THE RECORDS:
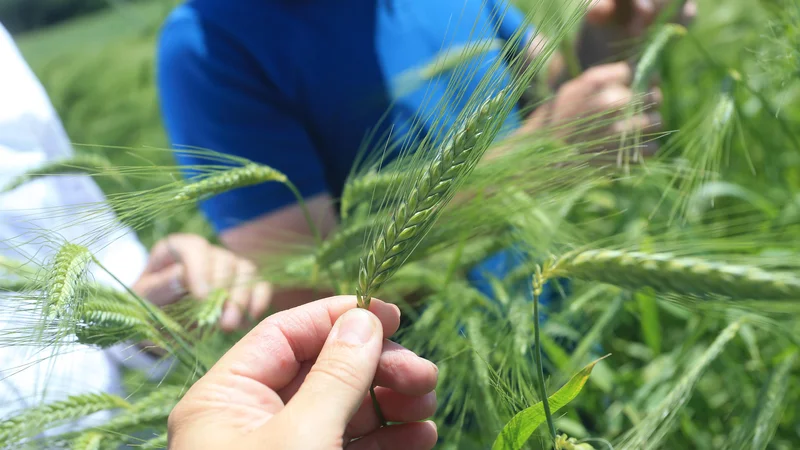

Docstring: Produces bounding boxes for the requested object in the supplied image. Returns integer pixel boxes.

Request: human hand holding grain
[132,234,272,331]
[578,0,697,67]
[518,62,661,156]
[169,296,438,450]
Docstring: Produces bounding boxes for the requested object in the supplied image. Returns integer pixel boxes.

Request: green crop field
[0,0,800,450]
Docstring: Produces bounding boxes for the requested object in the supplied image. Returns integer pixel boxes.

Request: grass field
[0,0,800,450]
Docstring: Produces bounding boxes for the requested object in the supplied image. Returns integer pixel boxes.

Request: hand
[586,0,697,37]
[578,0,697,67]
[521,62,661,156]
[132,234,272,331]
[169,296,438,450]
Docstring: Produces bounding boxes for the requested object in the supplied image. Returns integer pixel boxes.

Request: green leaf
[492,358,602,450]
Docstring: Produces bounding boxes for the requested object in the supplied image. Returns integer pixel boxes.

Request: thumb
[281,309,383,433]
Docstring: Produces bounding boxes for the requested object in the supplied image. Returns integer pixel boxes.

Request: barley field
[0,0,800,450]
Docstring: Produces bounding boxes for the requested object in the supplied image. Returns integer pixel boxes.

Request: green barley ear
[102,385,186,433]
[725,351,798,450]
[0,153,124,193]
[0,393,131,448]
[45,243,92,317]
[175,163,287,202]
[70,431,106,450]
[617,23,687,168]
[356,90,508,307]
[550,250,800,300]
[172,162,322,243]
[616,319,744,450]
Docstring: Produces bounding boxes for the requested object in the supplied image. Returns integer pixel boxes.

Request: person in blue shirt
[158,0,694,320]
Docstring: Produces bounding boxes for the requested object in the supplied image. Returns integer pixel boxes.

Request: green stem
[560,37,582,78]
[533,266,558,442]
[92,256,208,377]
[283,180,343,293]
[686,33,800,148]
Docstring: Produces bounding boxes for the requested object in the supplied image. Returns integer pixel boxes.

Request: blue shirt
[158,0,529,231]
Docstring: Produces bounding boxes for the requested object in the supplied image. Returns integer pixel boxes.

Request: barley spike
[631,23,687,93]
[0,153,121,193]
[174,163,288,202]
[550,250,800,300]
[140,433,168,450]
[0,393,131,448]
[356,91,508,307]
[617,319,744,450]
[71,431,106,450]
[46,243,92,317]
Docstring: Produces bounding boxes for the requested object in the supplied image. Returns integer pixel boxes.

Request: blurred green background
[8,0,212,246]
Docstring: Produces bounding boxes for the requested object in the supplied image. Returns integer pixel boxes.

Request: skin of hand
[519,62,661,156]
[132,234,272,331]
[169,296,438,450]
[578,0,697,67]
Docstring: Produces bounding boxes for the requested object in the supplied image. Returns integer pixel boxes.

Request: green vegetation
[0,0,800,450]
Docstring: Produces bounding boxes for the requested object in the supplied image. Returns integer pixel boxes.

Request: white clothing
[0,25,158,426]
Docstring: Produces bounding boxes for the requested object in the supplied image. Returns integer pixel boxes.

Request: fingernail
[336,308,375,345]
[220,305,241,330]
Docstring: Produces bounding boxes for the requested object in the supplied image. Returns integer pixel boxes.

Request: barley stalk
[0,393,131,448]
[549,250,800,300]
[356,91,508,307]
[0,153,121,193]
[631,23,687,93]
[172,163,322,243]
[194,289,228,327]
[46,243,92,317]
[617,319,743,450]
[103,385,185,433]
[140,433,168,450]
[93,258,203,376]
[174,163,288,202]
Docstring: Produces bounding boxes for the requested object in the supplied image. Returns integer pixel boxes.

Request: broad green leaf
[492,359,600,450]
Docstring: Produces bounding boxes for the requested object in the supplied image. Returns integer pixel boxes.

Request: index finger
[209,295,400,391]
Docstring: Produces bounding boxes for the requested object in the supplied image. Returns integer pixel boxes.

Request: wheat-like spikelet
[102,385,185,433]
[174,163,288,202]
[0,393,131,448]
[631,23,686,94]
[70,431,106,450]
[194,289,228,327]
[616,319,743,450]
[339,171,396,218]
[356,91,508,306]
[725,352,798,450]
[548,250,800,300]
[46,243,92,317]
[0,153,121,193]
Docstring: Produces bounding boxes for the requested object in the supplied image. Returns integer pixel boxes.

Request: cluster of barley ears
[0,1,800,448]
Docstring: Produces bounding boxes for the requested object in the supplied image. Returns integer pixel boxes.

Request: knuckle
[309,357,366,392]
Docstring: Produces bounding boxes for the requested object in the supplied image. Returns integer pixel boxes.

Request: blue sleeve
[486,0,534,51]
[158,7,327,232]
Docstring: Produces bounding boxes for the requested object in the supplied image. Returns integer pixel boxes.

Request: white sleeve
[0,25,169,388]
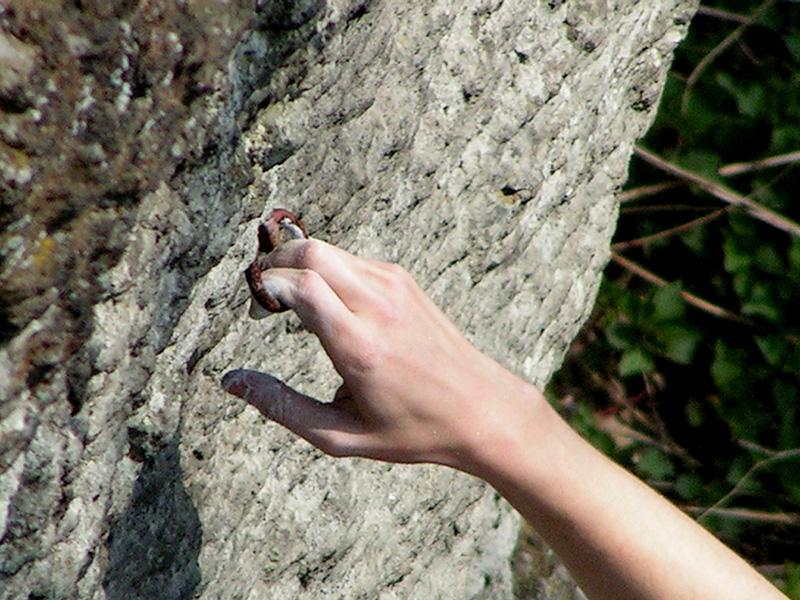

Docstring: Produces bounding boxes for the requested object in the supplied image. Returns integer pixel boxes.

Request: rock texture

YOUR OBJECTIVE: How many lines of the items above contain the string "leaf"? Give only the number.

TASK OUTPUT: 2